TEXT EXCERPT:

________________

Finally, consider how drawdown stacks up for the S&P 500 through time. At the moment, the market’s at a record high (as of Jan. 15) and so current drawdown is 0%. In fact, drawdowns tend to cluster near 0%, which reflects the market’s tendency to rise and recover after corrections/bear markets. As such, drawdown’s distribution is heavily skewed and so it’s dramatically abnormal from the perspective of a normal distribution context. Relatively deep drawdowns occur, of course, but they’re unusual. Accordingly, the current 0% drawdown is closer to a typical reading vs., say a 20% peak-to-trough decline.

________________

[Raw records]
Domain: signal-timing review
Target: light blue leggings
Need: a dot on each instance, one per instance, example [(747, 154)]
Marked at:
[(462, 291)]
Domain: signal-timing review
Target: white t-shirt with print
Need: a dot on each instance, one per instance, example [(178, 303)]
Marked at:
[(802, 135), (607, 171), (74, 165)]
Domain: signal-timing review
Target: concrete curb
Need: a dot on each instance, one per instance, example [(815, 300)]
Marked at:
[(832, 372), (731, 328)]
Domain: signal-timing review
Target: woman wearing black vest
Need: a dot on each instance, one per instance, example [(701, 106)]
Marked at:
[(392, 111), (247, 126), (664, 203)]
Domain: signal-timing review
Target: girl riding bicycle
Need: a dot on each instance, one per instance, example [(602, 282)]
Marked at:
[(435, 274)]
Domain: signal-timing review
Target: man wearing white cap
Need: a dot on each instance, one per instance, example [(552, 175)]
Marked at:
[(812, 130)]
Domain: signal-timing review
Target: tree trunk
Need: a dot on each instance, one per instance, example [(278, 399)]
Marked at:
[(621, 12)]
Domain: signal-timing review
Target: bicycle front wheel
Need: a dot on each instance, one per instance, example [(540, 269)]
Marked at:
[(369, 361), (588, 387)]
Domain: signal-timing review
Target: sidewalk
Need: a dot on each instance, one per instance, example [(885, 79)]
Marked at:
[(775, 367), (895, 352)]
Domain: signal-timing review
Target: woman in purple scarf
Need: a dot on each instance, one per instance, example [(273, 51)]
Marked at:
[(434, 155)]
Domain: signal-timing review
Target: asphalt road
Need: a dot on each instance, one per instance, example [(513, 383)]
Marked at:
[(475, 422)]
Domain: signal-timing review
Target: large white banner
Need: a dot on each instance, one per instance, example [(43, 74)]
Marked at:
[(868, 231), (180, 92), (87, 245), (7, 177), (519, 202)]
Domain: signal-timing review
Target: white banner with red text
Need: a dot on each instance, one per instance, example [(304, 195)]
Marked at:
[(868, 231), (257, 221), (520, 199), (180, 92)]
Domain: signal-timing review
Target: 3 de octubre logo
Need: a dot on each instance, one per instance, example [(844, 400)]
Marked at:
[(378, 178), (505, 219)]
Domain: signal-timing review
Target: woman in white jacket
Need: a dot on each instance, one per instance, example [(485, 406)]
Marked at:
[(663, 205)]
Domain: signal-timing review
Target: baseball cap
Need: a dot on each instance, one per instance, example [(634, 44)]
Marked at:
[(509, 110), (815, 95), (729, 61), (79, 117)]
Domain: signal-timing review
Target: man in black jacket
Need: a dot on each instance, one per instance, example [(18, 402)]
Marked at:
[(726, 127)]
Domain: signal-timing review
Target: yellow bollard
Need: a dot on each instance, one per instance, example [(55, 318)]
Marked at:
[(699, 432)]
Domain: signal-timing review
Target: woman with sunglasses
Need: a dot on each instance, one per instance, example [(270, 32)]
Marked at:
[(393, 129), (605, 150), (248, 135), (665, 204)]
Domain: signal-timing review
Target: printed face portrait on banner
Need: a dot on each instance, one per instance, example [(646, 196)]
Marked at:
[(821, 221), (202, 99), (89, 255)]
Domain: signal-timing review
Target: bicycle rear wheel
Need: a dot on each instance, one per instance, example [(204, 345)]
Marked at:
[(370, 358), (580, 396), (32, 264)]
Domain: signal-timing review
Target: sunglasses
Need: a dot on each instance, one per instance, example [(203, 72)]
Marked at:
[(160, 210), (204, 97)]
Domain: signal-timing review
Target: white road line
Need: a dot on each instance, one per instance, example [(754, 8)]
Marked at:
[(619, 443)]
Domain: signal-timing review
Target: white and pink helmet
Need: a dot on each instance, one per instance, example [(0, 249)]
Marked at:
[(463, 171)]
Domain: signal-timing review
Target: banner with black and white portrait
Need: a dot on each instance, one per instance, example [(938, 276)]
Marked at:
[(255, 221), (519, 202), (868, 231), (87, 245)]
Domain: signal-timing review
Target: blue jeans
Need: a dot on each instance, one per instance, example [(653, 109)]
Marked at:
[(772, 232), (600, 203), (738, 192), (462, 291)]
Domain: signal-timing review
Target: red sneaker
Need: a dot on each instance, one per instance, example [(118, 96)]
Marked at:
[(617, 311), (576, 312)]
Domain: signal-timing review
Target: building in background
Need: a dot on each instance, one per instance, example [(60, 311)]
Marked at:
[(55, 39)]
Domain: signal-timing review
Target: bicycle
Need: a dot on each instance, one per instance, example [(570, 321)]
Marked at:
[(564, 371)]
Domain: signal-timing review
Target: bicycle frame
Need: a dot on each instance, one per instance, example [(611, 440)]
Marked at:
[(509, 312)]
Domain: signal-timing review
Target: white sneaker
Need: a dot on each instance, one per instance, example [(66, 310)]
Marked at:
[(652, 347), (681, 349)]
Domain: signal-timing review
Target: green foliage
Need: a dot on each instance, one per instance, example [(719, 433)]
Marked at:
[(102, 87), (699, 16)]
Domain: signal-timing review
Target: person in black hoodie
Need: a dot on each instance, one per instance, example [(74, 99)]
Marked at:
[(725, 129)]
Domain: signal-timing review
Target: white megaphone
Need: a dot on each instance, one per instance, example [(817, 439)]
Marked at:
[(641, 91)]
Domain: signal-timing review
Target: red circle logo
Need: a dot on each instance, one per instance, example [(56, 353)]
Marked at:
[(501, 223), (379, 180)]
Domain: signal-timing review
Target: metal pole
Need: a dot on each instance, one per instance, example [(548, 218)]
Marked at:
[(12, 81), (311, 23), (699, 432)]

________________

DIRECTIONS:
1. According to the S&P 500 drawdown passage, what was the market's current drawdown as of Jan. 15?
2. List every trait the S&P 500 drawdown passage gives for how drawdowns are distributed.
3. Carry on the S&P 500 drawdown passage after its last sentence.

FINAL RESULTS:
1. 0%, because the market was at a record high.

2.
- Drawdowns tend to cluster near 0%.
- The distribution is heavily skewed.
- It is dramatically abnormal from the perspective of a normal distribution.
- Relatively deep drawdowns occur but are unusual.

3.
The main takeaway: risk appears relatively modest if not low, but deciding if that equates as typical, or atypical, is challenging since there’s a lot of subjectivity involved. All the more so when you consider that market risk cycles through time and so it’s reasonable to think of “low risk” as a precursor to “high risk” in the near future. Further complicating the risk-analysis task: there are many other metrics to consider, along with different rolling periods. Meanwhile, every investor thinks of risk in a different way that’s unique to her tolerance for financial pain, investment horizon, objectives, etc.

Risk analysis is critical, but ultimately it’s a mix of art and science and so one investor’s idea of a “low” risk reading may look like an accident waiting to happen to another set of eyes.